EXERCISE GOAL
Continue the passage on judging which manuscript reading is oldest, picking up right after its final sentence.

PASSAGE

------------------------------------------------------------

Scholars are by and large convinced, therefore, that other considerations are far more important in determining which reading is best considered the oldest form of the text. One other consideration is the
age
of the manuscripts that support a reading. It is far more likely that the oldest form of the text will be found in the oldest surviving manuscripts—on the premise that the text gets changed more frequently with the passing of time. This is not to say that one can blindly follow the oldest manuscripts in every instance, of course. This is for two reasons, the one a matter of logic and the other a matter of history. In terms of logic, suppose a manuscript of the fifth century has one reading, but a manuscript of the eighth century has a different one. Is the reading found in the fifth-century manuscript necessarily the older form of the text? No, not necessarily. What if the fifth-century manuscript had been produced from a copy of the fourth century, but the eighth-century manuscript had been produced from one of the third century? In that case, the eighth-century manuscript would preserve the older reading.

The second, historical, reason that one cannot simply look at what the oldest manuscript reads, with no other considerations, is that, as we have seen, the earliest period of textual transmission was also the least controlled. This is when nonprofessional scribes, for the most part, were copying our texts—and making lots of mistakes in their copies.

And so, age does matter, but it cannot be an absolute criterion. This is why most textual critics are
rational
eclecticists. They believe that they have to look at a range of arguments for one reading or another, not simply count the manuscripts or consider only the verifiably oldest ones. Still, at the end of the day, if the
majority
of our
earliest
manuscripts support one reading over another, surely that combination of factors should be seen as carrying some weight in making a textual decision.

Another feature of the external evidence is the geographical range of manuscripts in support of one reading over another. Suppose a reading is found in a number of manuscripts, but all these manuscripts can be shown to have originated, say, in Rome, whereas a wide range of other manuscripts from, say, Egypt, Palestine, Asia Minor, and Gaul all represent some other reading. In that case, the textual critic might suspect that the one reading was a “local” variant (the copies in Rome all having the same mistake) and that the other reading is the one that is older and more likely to preserve the original text.

Probably the most important external criterion that scholars follow is this: for a reading to be considered “original,” it normally should be found in the best manuscripts and the best groups of manuscripts. This is a rather tricky assessment, but it works this way: some manuscripts can be shown, on a variety of grounds, to be superior to others. For example, whenever internal evidence (discussed below) is virtually decisive for a reading, these manuscripts almost always have that reading, whereas other manuscripts (usually, as it turns out, the later manuscripts) have the alternative reading. The principle involved here states that if some manuscripts are known to be superior in readings when the oldest form is obvious, they are more likely to be superior also in readings for which internal evidence is not as clear. In a way, it is like having witnesses in a court of law or knowing friends whose word you can trust. When you
know
that a person is prone to lying, then you can never be sure that he or she is to be trusted; but if you know that a person is completely reliable, then you can trust that person even when he or she is telling you something you can't otherwise verify.

------------------------------------------------------------

EXTRACTED DATA
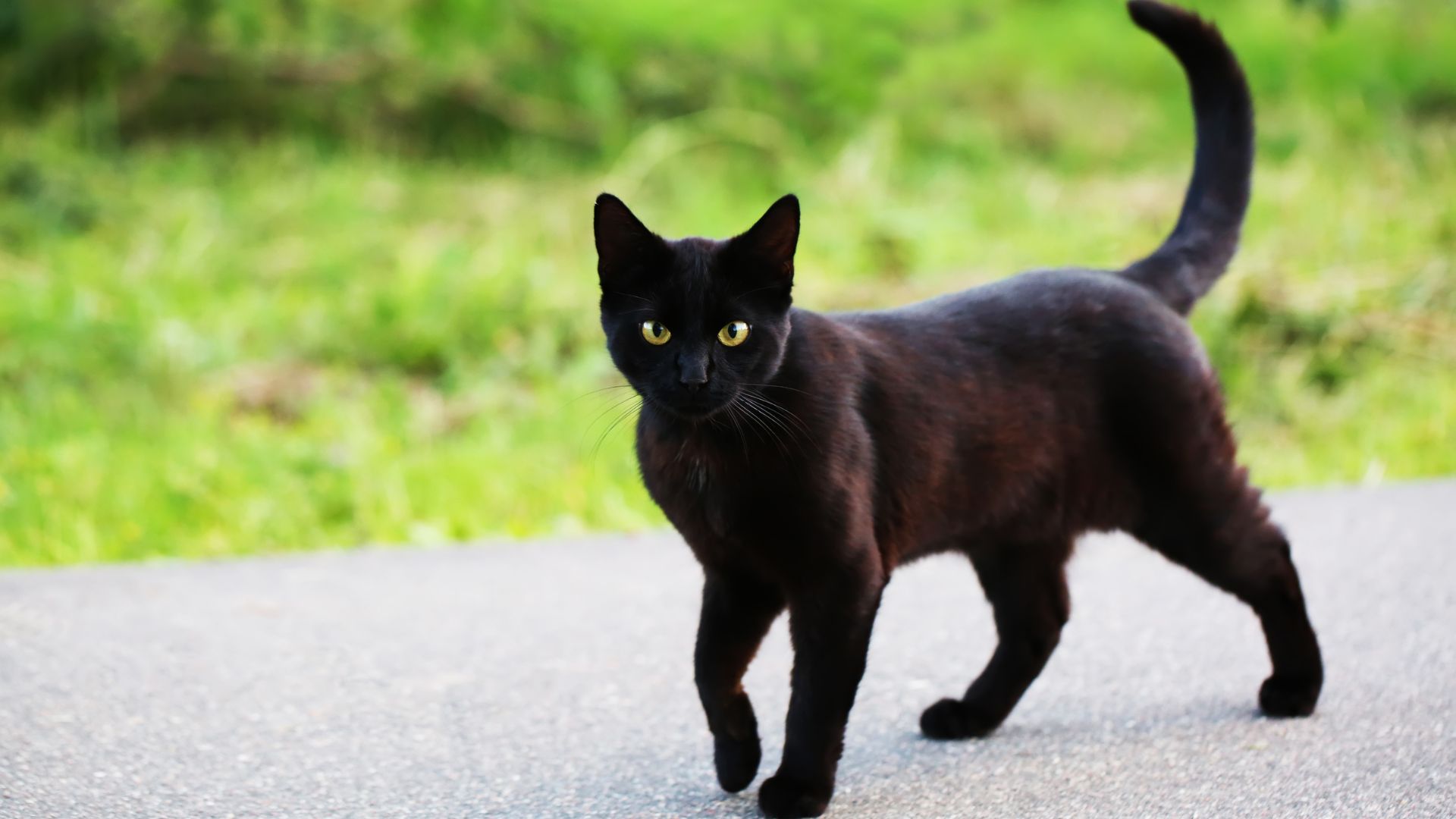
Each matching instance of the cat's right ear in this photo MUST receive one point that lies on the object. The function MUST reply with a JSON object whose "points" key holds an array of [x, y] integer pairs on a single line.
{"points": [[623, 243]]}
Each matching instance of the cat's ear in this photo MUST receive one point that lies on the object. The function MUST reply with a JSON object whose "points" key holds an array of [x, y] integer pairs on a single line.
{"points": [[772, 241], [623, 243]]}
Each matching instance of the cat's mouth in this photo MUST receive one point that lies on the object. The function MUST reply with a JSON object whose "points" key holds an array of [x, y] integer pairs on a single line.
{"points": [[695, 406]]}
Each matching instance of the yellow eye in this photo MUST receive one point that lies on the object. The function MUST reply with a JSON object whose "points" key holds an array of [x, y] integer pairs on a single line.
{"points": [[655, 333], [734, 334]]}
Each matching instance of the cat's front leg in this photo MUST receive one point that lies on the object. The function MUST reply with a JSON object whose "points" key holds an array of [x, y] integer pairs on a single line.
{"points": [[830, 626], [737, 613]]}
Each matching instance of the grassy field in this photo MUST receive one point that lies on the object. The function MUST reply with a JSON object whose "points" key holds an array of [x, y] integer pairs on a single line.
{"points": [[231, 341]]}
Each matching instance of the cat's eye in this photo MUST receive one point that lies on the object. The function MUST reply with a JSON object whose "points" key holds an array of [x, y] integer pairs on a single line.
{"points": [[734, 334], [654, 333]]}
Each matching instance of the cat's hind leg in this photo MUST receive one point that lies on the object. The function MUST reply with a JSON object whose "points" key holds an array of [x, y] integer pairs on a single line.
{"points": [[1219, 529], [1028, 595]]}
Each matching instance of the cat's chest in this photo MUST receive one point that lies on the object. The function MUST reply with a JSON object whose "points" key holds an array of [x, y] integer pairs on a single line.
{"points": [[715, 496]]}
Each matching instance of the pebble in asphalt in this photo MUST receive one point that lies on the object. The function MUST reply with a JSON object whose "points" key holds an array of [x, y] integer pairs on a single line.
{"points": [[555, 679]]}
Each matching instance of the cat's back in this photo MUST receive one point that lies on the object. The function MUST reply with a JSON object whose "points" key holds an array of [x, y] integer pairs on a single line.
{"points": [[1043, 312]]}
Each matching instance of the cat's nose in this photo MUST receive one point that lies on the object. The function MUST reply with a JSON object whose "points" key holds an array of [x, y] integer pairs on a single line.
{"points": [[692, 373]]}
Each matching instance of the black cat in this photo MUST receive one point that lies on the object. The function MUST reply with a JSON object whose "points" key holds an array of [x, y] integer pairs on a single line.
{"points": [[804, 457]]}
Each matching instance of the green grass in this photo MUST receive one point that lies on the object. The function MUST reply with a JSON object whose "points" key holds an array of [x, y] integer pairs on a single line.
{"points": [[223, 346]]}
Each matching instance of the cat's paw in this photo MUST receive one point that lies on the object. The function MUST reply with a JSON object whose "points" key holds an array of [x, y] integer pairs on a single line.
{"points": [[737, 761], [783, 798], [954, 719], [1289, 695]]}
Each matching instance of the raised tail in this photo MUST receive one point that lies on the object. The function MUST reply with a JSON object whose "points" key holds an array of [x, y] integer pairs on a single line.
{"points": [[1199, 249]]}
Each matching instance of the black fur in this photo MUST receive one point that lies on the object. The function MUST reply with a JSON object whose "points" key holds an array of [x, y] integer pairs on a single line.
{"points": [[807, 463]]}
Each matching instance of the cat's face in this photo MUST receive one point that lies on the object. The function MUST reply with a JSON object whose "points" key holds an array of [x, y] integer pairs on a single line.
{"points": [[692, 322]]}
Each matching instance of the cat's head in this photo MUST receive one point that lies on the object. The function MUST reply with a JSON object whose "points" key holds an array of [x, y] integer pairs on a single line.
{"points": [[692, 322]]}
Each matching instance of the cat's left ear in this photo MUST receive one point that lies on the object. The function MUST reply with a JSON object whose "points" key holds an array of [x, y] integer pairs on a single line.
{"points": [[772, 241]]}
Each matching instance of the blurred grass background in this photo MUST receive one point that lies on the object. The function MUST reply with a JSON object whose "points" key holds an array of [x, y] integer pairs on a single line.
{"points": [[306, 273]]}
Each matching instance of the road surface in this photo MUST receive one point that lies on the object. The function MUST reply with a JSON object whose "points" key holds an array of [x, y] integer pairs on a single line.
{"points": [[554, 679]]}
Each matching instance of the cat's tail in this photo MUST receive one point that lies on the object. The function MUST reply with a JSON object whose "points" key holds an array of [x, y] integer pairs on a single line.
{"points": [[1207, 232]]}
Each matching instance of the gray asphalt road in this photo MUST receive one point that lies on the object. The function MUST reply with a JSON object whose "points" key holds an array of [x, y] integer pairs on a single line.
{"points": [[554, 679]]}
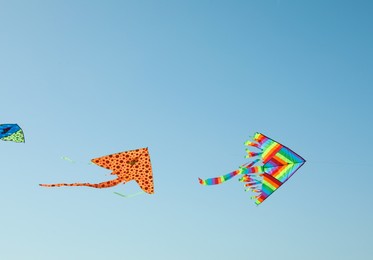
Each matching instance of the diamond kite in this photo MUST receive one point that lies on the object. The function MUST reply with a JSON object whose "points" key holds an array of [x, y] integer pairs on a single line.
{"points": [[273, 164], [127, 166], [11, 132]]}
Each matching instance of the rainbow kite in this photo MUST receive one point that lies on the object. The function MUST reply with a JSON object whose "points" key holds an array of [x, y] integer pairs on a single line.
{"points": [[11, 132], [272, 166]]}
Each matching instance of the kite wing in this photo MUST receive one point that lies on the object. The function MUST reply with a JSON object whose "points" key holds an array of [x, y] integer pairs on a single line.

------------------------------------------------------------

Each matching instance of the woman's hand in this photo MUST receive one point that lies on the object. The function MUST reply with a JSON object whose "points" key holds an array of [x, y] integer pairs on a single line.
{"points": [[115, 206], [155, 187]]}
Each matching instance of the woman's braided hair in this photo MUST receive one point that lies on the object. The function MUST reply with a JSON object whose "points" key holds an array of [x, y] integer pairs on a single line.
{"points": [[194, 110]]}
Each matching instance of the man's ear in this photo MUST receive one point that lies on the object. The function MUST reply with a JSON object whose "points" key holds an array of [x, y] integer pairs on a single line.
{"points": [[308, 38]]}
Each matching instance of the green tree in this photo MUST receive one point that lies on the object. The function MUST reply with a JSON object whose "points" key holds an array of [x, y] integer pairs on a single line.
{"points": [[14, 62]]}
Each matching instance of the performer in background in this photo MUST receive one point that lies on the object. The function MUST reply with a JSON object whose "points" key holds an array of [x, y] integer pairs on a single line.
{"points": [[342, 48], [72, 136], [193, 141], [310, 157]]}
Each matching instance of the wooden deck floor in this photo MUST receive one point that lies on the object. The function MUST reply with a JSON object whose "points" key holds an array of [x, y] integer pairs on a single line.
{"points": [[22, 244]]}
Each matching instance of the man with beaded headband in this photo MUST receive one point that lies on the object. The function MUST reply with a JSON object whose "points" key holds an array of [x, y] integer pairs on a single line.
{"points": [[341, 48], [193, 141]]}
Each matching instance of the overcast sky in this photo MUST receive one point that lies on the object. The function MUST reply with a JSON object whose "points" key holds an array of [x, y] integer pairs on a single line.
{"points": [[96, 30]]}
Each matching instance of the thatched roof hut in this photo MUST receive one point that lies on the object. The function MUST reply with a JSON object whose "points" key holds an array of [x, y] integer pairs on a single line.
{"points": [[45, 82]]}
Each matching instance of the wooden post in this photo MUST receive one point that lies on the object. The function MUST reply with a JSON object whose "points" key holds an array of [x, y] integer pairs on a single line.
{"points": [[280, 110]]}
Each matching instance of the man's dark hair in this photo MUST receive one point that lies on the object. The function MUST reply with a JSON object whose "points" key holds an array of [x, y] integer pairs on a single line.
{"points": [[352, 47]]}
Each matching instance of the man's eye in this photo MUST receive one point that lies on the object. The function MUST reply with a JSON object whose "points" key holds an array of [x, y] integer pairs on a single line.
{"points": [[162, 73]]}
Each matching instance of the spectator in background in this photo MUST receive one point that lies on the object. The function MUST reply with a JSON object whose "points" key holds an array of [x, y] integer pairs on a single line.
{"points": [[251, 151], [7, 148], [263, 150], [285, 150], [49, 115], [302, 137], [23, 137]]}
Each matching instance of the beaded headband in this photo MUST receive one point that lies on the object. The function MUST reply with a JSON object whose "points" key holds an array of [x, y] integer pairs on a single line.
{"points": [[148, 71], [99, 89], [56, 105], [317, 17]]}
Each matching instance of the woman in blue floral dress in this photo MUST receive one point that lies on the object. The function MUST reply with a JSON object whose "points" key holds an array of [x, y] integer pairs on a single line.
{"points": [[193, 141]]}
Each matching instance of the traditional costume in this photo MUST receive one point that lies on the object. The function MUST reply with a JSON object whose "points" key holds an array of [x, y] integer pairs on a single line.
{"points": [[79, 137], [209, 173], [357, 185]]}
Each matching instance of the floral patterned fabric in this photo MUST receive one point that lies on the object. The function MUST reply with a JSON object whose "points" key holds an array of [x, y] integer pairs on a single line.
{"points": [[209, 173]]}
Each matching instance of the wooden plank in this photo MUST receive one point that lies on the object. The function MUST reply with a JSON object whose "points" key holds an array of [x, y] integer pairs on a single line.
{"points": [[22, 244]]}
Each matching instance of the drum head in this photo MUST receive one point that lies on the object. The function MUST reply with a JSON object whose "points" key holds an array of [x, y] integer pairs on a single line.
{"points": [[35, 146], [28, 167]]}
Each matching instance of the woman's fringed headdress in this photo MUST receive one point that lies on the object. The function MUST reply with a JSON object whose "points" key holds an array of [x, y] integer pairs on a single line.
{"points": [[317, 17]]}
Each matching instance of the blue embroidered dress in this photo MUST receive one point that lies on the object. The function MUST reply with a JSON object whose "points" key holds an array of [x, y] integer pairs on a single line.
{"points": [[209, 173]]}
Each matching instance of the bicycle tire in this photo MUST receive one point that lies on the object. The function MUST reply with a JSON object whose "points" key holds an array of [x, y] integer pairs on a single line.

------------------------------------------------------------

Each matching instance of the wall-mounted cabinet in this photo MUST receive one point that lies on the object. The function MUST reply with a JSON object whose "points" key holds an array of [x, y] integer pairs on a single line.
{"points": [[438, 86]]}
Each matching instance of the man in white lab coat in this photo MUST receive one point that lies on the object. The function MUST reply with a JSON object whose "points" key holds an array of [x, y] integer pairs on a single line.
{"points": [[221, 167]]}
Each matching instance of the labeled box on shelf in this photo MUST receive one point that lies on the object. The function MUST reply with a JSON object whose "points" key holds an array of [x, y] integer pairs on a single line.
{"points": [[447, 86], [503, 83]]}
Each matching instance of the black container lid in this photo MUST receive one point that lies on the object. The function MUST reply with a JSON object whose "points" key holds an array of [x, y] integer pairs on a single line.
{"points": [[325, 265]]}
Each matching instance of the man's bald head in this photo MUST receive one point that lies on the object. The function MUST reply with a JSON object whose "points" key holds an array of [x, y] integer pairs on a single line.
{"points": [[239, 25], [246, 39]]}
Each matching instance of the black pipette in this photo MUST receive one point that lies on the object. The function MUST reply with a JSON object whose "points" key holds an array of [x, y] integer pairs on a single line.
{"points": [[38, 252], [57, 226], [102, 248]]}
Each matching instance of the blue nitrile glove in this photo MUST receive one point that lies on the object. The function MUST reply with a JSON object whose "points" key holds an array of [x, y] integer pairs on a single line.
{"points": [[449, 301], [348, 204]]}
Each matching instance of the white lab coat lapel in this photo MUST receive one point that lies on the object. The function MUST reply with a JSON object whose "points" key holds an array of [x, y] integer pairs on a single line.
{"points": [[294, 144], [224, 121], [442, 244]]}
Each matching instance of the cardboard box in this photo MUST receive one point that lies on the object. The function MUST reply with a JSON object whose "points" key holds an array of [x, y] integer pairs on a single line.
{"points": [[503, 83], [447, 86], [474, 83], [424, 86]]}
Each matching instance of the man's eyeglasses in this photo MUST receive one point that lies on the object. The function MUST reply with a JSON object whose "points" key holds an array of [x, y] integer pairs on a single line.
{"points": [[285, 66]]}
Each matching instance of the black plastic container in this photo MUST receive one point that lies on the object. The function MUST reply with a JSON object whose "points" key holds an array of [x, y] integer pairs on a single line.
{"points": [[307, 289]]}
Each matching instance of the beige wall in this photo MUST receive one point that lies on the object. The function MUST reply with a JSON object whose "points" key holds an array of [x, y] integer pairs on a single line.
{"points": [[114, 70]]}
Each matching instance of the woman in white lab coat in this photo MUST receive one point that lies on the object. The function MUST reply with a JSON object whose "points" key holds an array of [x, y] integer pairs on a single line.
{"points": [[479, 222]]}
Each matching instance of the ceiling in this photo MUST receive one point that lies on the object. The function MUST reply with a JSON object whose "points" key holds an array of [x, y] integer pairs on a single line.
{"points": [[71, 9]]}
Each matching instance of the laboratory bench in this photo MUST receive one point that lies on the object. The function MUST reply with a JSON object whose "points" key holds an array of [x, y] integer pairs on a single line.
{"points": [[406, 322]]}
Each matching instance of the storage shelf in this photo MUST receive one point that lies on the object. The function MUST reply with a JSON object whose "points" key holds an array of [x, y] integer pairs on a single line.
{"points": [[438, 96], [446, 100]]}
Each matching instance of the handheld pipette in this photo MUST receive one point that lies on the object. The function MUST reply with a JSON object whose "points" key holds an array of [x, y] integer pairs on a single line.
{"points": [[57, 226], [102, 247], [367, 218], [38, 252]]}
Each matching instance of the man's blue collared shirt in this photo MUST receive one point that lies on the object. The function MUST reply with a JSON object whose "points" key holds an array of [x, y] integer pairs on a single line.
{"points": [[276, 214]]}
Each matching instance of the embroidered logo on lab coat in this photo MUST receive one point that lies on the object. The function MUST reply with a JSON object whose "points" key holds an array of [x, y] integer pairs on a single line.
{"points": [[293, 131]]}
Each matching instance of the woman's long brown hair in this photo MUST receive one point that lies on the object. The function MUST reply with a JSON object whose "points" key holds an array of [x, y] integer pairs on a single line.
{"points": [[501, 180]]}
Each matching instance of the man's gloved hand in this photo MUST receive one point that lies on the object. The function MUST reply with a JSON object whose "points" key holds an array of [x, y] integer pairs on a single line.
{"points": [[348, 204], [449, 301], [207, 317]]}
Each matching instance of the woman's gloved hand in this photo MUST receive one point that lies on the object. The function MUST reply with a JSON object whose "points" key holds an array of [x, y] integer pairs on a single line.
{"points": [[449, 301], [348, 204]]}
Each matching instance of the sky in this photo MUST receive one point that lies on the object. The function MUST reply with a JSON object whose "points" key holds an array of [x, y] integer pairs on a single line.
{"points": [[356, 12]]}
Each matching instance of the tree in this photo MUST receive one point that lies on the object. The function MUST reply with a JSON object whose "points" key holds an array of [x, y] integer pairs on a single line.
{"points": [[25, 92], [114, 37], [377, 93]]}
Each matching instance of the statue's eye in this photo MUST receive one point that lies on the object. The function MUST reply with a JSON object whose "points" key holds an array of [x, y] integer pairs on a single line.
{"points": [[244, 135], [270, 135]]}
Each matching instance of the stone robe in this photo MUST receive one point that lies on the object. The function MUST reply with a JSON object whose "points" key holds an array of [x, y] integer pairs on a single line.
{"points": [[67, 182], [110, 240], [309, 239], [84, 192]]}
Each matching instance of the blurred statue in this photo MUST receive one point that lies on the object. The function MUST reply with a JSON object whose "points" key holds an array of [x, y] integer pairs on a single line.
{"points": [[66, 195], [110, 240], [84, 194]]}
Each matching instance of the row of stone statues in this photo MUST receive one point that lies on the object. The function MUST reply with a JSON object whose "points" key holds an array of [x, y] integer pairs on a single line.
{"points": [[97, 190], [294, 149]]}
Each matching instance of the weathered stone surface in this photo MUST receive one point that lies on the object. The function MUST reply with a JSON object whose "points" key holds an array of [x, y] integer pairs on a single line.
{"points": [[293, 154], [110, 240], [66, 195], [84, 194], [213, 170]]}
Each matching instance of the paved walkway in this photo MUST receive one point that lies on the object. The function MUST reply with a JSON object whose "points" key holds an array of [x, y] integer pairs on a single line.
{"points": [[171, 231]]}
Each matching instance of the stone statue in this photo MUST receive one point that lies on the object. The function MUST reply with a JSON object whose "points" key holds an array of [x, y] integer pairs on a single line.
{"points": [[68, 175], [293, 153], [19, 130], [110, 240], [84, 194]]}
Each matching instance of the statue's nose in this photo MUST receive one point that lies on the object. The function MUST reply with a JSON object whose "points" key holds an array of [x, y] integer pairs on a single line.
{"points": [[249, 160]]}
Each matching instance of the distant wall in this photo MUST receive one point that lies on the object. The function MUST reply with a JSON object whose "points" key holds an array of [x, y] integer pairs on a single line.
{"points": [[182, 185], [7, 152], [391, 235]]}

------------------------------------------------------------

RIGHT ANSWER
The same applies to groups of witnesses. We saw in chapter 4 that Westcott and Hort developed Bengel's idea that manuscripts could be grouped into textual families. Some of these textual groupings, as it turns out, are more to be trusted than others, in that they preserve the oldest and best of our surviving witnesses and, when tested, are shown
to provide superior readings. In particular, most rational eclecticists think that the so-called Alexandrian text (this includes Hort's “Neutral” text), originally associated with the careful copying practices of the Christian scribes in Alexandria, Egypt, is the superior form of text available, and in most cases provides us with the oldest or “original” text, wherever there is variation. The “Byzantine” and “Western” texts, on the other hand, are less likely to preserve the best readings, when they are not also supported by Alexandrian manuscripts.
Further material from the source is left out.